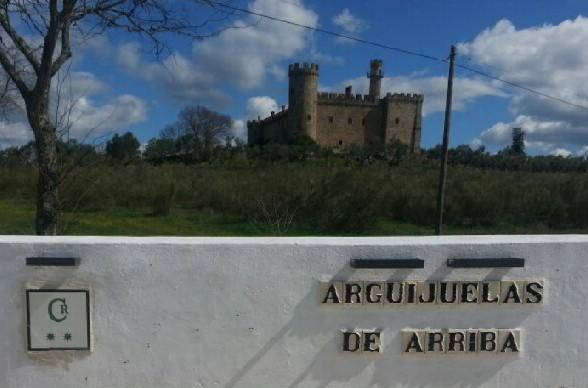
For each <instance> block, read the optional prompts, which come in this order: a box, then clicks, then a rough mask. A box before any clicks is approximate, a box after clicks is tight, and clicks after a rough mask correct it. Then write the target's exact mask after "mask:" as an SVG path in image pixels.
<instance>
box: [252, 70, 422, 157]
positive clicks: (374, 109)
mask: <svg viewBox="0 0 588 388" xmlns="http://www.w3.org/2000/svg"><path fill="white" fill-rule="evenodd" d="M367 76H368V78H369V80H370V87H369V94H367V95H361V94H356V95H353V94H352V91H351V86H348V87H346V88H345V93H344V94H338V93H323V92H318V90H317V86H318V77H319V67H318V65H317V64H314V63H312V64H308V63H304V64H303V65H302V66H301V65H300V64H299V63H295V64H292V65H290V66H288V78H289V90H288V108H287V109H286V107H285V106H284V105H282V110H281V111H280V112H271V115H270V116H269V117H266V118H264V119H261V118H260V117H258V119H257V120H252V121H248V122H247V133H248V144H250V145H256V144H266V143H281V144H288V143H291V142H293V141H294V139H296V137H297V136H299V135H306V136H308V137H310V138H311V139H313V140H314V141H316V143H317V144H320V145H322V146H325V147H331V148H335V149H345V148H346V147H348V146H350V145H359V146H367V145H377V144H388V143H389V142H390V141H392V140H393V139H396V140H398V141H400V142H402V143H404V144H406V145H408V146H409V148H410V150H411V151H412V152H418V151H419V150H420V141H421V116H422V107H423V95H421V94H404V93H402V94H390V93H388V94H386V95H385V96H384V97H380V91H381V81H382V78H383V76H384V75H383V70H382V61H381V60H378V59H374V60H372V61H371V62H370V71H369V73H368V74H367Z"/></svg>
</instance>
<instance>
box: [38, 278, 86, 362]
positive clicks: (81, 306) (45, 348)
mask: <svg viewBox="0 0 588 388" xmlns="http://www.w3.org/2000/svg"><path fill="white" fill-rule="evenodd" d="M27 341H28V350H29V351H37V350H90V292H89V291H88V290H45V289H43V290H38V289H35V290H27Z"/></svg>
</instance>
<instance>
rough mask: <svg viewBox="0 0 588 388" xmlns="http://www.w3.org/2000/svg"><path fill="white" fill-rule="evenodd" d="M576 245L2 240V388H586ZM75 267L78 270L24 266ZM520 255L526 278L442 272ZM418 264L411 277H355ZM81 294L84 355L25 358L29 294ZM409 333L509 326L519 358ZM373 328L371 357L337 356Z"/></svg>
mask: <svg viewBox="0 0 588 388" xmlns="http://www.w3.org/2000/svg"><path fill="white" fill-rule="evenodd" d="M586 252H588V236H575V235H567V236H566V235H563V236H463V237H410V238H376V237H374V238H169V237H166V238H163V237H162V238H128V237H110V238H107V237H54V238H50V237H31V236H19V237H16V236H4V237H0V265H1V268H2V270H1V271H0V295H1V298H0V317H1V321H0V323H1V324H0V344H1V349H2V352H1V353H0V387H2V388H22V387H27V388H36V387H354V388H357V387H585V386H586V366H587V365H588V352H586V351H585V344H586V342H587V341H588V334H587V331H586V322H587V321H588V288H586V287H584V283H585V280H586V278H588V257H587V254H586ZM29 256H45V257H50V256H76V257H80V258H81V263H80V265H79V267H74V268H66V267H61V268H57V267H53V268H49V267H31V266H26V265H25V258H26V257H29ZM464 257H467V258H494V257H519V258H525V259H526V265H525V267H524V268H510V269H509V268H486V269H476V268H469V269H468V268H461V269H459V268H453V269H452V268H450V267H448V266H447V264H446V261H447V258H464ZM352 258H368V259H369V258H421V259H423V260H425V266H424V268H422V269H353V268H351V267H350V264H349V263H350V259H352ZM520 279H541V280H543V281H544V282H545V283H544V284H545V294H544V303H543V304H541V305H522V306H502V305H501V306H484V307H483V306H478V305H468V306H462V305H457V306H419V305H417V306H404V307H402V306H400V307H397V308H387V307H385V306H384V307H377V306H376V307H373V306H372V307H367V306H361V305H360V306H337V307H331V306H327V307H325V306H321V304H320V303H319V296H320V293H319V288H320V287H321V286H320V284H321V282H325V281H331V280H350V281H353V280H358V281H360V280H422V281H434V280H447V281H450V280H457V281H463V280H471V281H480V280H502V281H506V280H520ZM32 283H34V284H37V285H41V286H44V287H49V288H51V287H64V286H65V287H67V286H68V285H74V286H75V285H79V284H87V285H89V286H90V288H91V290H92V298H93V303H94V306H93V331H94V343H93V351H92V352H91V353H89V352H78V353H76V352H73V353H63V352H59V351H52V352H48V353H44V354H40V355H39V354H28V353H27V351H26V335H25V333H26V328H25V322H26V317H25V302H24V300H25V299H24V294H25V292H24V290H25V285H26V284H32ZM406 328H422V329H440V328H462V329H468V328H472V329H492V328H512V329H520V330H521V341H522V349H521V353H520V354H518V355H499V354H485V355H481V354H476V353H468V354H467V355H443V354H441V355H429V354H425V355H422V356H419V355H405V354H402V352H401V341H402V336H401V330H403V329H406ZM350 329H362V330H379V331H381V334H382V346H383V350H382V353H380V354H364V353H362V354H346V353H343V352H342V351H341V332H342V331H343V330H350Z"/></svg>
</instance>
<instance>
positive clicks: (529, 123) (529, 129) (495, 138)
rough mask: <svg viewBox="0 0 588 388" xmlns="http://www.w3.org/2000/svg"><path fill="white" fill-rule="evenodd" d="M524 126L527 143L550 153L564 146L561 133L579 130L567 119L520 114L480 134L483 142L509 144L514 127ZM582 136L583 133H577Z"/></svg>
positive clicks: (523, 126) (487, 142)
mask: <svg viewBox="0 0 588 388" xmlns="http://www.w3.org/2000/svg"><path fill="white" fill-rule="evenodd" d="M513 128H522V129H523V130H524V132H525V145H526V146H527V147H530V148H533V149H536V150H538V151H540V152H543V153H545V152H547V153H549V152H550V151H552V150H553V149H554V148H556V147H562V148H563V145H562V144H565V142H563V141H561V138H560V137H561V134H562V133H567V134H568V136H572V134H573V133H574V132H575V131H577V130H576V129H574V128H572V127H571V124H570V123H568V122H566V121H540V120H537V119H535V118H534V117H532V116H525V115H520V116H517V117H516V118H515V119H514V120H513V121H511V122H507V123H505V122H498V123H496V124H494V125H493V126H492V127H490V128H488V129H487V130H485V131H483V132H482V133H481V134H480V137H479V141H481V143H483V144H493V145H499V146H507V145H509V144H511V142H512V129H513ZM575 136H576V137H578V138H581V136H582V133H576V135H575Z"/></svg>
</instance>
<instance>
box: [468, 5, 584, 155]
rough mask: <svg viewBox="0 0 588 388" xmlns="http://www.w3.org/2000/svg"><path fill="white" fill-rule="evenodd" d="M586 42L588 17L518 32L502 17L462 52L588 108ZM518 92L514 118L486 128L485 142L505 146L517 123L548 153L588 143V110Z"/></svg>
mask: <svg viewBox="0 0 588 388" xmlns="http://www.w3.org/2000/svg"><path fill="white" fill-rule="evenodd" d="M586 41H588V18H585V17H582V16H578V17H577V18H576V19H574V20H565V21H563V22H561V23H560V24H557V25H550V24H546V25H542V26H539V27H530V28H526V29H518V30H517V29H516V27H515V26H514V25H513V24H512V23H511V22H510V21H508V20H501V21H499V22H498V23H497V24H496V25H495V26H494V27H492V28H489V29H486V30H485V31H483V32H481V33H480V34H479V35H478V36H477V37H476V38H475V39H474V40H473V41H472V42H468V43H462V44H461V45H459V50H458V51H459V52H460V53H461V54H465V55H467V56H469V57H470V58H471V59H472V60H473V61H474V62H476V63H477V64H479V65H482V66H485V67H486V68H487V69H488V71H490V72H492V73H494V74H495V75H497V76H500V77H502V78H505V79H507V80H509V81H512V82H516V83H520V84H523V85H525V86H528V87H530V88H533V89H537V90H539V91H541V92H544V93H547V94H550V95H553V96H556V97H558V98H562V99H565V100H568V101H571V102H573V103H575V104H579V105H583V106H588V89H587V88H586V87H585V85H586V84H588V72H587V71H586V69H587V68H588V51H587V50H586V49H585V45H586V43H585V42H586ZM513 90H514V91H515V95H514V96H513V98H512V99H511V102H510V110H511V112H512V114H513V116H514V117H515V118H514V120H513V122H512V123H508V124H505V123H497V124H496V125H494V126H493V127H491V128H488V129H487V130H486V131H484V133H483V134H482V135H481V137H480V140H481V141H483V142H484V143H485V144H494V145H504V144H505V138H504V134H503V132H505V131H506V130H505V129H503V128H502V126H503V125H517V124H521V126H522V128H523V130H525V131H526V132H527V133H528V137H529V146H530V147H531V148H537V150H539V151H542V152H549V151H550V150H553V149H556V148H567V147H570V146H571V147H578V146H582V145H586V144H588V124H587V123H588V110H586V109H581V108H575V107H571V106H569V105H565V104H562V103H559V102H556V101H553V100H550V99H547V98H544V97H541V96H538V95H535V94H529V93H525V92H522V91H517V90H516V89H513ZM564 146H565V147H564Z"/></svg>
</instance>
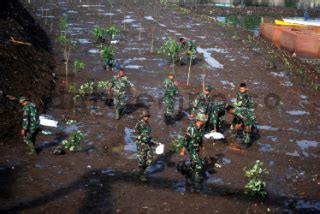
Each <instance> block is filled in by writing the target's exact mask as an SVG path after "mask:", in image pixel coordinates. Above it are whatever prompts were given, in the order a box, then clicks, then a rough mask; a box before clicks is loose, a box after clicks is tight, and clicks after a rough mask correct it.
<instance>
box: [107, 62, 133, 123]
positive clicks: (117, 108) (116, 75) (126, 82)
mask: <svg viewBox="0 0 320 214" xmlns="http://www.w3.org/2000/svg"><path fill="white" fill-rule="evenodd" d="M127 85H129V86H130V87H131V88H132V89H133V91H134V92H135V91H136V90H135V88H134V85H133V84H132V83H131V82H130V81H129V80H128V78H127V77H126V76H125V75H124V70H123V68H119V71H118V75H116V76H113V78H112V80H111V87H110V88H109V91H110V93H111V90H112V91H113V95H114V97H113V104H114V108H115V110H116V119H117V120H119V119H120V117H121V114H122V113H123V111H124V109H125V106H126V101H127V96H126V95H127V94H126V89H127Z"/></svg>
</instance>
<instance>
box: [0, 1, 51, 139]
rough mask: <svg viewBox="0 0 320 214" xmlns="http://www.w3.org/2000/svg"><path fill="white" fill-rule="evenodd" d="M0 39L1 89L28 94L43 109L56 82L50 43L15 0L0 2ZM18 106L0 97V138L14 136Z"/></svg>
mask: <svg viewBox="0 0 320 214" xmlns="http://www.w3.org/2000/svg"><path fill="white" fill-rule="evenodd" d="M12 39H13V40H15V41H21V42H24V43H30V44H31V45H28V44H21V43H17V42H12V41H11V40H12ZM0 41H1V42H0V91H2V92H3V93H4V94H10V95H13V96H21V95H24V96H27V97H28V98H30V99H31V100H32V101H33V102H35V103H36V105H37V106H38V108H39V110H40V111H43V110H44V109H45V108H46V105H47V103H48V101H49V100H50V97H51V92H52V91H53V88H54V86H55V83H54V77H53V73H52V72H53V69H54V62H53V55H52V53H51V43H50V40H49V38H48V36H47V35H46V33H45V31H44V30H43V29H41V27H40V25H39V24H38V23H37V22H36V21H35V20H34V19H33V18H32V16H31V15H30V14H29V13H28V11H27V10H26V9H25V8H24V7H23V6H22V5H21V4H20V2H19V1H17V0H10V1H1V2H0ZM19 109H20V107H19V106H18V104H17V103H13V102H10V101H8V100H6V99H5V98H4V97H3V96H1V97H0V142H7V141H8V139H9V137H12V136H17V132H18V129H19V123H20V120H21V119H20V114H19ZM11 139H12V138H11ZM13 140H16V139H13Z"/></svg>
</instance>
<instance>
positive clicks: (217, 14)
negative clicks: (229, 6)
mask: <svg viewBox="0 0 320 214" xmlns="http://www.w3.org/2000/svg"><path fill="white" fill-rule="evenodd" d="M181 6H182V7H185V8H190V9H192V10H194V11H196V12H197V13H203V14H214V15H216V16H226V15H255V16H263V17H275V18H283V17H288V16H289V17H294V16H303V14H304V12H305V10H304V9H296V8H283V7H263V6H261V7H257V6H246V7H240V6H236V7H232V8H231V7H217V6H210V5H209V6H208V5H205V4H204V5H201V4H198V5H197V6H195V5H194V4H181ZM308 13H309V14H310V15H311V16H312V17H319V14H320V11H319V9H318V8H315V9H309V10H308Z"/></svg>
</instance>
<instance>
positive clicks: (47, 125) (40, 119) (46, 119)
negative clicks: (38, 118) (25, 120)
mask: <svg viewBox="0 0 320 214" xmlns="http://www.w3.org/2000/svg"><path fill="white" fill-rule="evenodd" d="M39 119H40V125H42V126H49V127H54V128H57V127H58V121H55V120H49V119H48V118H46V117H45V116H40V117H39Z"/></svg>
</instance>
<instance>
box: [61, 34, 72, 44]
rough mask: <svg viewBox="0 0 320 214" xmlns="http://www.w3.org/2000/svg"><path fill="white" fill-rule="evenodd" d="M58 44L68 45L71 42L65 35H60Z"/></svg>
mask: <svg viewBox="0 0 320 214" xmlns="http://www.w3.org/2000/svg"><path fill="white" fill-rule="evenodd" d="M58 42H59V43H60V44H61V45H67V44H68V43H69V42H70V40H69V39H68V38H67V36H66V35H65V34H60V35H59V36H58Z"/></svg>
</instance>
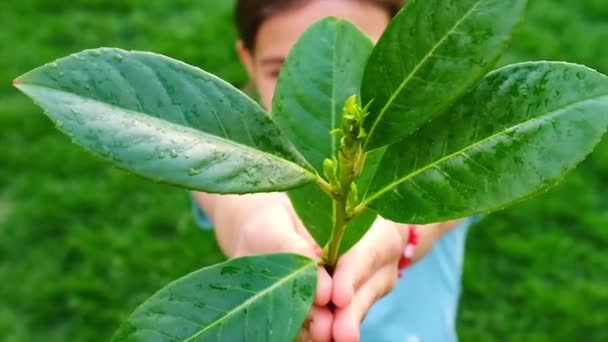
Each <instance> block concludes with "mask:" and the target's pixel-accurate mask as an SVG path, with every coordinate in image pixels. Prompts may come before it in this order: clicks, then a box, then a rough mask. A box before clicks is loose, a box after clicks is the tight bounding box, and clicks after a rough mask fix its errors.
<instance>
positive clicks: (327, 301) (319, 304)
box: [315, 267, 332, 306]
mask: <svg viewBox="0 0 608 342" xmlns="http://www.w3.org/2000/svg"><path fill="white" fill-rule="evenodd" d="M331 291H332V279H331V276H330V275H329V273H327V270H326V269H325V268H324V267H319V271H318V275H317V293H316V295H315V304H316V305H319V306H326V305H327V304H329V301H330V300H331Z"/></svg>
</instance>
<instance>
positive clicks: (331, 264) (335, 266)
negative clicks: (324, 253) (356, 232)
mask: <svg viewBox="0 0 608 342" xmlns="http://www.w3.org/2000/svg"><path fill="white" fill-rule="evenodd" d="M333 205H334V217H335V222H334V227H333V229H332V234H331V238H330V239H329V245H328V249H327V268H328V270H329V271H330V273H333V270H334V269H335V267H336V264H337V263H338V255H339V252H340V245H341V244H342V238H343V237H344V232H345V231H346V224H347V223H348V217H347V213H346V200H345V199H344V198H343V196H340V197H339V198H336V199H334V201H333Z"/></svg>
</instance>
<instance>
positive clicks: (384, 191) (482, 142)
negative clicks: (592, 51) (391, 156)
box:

# # # #

ASSIGNMENT =
Go through the listing above and write out exactly the lines starting with the one holding "positive clicks: (529, 123)" and running through the one holding "126L527 143L550 153L564", ends included, and no others.

SOLUTION TO THIS EXERCISE =
positive clicks: (529, 123) (529, 129) (495, 138)
rough mask: <svg viewBox="0 0 588 388" xmlns="http://www.w3.org/2000/svg"><path fill="white" fill-rule="evenodd" d="M524 126L527 143L550 153L564 146L561 133L579 130L567 119L520 114L480 134L483 142L509 144L514 127ZM582 136L583 133H577Z"/></svg>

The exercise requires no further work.